**GIVEN INSTRUCTION:**
Write out the complete material exactly as it stands.

— begin —

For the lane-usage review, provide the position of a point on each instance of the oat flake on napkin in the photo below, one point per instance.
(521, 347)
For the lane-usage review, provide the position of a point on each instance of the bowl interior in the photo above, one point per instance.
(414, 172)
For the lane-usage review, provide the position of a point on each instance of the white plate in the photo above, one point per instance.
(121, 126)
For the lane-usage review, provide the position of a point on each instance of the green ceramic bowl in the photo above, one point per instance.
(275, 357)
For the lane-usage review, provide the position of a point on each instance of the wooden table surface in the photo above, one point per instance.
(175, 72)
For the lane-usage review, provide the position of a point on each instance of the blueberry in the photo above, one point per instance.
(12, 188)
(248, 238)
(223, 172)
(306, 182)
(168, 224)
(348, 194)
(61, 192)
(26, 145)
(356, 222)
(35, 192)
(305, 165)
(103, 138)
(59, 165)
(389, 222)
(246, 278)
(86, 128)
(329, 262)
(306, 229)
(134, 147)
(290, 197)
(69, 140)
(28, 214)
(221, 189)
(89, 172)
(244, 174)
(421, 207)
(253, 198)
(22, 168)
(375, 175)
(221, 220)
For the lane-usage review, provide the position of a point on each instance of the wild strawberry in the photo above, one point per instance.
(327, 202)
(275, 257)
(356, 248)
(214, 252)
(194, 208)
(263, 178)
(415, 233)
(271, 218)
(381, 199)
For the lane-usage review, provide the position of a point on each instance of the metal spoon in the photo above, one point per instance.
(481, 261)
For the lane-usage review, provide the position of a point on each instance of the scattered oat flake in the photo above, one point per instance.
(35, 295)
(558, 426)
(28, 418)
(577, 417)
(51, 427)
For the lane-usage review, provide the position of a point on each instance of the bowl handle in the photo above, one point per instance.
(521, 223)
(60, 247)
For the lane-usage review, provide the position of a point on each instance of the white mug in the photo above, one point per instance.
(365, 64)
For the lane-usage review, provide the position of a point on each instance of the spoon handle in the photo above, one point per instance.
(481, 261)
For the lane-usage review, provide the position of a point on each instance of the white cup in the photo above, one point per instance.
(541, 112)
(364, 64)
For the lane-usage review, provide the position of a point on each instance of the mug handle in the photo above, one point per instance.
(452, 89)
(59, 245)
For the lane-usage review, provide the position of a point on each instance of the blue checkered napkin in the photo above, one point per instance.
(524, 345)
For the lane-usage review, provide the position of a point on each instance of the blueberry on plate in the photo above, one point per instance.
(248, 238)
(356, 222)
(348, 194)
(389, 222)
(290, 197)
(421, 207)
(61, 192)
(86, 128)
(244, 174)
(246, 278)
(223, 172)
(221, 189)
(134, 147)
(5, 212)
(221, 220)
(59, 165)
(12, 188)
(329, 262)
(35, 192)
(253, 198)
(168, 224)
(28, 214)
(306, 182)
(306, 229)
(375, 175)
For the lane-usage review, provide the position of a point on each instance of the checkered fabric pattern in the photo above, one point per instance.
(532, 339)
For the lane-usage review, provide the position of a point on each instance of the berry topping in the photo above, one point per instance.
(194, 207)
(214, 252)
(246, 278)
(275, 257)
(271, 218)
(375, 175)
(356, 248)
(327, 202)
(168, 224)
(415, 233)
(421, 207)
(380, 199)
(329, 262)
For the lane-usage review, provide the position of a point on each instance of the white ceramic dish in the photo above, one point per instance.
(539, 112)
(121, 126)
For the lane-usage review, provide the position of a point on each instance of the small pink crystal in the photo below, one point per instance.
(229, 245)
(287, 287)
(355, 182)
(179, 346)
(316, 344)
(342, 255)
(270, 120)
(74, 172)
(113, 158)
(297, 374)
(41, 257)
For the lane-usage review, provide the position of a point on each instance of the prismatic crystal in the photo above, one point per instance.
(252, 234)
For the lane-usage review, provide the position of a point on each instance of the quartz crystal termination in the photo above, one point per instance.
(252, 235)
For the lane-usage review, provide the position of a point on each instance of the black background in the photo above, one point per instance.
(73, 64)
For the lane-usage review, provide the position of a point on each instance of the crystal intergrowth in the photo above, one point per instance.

— end —

**WRITTEN REPLY:**
For the lane-usage review, provide the position of a point on each instance of the oat flake on napkin in the photo below, one point per instance.
(521, 347)
For the lane-usage review, provide the position of a point on each instance of the bowl interior in the photo above, one point per instance.
(414, 172)
For the lane-usage review, provide the position of a point on each instance of the white plate in the photo above, one point per instance.
(121, 126)
For the lane-usage review, provide the position of a point on each instance of the green ceramic bowl in the photo above, one point per instance.
(275, 357)
For the lane-usage review, provide the position of a point on each instance of the wooden table surface in the photo above, one point per instance.
(175, 72)
For the lane-usage review, provide the position of a point on each instance of the blueberry in the photo above, one point per instance.
(12, 188)
(248, 238)
(223, 172)
(306, 182)
(168, 224)
(348, 194)
(61, 192)
(26, 145)
(356, 222)
(35, 192)
(305, 165)
(103, 138)
(59, 165)
(389, 222)
(246, 278)
(86, 128)
(329, 262)
(306, 229)
(134, 147)
(290, 197)
(69, 140)
(28, 214)
(221, 189)
(89, 172)
(244, 174)
(421, 207)
(253, 198)
(22, 168)
(375, 175)
(221, 220)
For the lane-usage review, provide the position of a point on each instance of the wild strawberry in the photo above, one point per instance.
(327, 202)
(275, 257)
(356, 248)
(214, 252)
(194, 208)
(263, 178)
(415, 233)
(271, 218)
(381, 199)
For the lane-usage review, provide the position of a point on each instance of the metal spoon in the photo above, one point per instance.
(481, 261)
For the lane-usage review, provide the position of a point on each instance of the scattered oat flake in the photo above, one point per instance.
(35, 295)
(558, 426)
(28, 418)
(577, 417)
(51, 427)
For the lane-usage review, provide the position of a point on each instance of the bowl handle in the photo above, one point per instance.
(521, 223)
(60, 247)
For the lane-usage review, provide the position of a point on each instance of the white mug in the photo above, one point per instance.
(365, 64)
For the lane-usage review, provide the position of a point on each instance of the spoon handle in the photo above, one point per instance.
(481, 261)
For the lane-usage review, provide the position of a point on each instance of the white cup in the photo above, one point per instance.
(541, 112)
(364, 64)
For the lane-usage review, provide the position of a point on each instance of the mug handle in the photo above, one point per instance.
(452, 89)
(59, 245)
For the lane-usage review, provide the position of a point on each instance of the blue checkered napkin in the photo above, one point per instance.
(524, 345)
For the lane-usage review, provide the position of a point on each instance of the blueberry on plate in the photo above, one point per instance.
(248, 238)
(356, 222)
(348, 194)
(389, 222)
(290, 197)
(421, 207)
(61, 192)
(86, 128)
(244, 174)
(246, 278)
(223, 172)
(221, 189)
(134, 147)
(5, 212)
(221, 220)
(59, 165)
(12, 188)
(329, 262)
(35, 192)
(253, 198)
(168, 224)
(28, 214)
(306, 182)
(306, 229)
(375, 175)
For the lane-usage review, provide the position of a point on each instance of the checkered fabric pattern in the photo above, one point per instance.
(532, 339)
For the lane-usage review, provide the position of a point on each instance of the berry topping in the photo above, one point per instance.
(194, 207)
(214, 252)
(246, 278)
(275, 257)
(271, 218)
(375, 175)
(356, 248)
(327, 202)
(168, 224)
(415, 233)
(421, 207)
(380, 199)
(329, 262)
For the lane-usage review, provide the position of a point on each instance of the white ceramic dish in the photo above, one point per instance.
(539, 112)
(121, 126)
For the lane-usage review, provide the position of a point on each instance of the small pink crystal in the photo below, one point per instance.
(229, 245)
(287, 287)
(355, 182)
(179, 346)
(316, 344)
(342, 255)
(270, 120)
(74, 172)
(113, 158)
(297, 374)
(41, 257)
For the lane-usage review, provide the position of a point on each instance of the prismatic crystal in the photo above, one point per instance.
(252, 234)
For the lane-usage review, provide the position of a point on each instance of the quartz crystal termination in the photo above, one point per instance.
(252, 235)
For the lane-usage review, provide the position of a point on each instance of the black background in the photo above, one point per instance.
(73, 64)
For the lane-usage review, provide the position of a point on each instance of the crystal intergrowth in the photo above, one point per instance.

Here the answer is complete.